**YOUR GOAL:** Copy out, word for word, everything from the line containing "[spot] the high-rise" down to the end of the material below.

Stored data:
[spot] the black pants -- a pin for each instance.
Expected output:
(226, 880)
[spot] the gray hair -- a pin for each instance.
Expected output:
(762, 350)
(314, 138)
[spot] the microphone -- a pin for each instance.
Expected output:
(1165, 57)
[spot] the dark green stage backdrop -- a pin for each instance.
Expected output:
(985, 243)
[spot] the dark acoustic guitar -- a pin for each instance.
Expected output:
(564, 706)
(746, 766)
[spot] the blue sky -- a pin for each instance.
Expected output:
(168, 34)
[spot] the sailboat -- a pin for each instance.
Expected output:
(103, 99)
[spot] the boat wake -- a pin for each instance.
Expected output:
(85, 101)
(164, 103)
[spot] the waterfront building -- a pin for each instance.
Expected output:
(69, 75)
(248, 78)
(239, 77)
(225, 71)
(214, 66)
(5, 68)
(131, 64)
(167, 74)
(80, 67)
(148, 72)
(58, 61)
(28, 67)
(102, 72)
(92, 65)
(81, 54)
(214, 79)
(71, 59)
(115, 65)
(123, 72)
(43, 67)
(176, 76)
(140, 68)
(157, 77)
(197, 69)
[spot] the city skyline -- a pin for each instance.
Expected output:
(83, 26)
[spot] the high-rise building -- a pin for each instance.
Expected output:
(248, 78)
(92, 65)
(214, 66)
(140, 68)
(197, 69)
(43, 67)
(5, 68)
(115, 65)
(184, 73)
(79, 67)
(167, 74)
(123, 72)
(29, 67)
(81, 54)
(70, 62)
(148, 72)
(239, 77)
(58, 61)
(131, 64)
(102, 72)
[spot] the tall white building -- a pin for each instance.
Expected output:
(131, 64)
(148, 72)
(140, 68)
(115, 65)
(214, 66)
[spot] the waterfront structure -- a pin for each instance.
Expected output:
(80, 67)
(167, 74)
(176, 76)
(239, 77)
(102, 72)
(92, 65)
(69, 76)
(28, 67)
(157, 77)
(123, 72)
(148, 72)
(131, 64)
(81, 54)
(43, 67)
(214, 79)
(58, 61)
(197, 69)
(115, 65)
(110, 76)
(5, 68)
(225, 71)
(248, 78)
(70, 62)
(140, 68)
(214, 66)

**ANSWER TO THIS TASK:**
[spot] the high-rise building -- a pin for each instance.
Expected output:
(248, 78)
(92, 65)
(214, 66)
(140, 68)
(197, 69)
(43, 67)
(5, 68)
(115, 65)
(184, 73)
(79, 67)
(167, 74)
(123, 72)
(29, 67)
(81, 54)
(70, 62)
(148, 72)
(239, 77)
(58, 61)
(131, 64)
(102, 72)
[spot] the tall white building -- a pin for each instance.
Expected output:
(131, 64)
(148, 72)
(140, 68)
(115, 65)
(214, 66)
[spot] the waterfront structure -- a pin for each instance.
Expected output:
(80, 67)
(167, 74)
(176, 76)
(239, 77)
(102, 72)
(92, 65)
(69, 76)
(28, 67)
(157, 77)
(123, 72)
(148, 72)
(131, 64)
(81, 54)
(43, 67)
(214, 79)
(58, 61)
(197, 69)
(115, 65)
(110, 76)
(5, 68)
(225, 71)
(248, 78)
(70, 62)
(140, 68)
(214, 66)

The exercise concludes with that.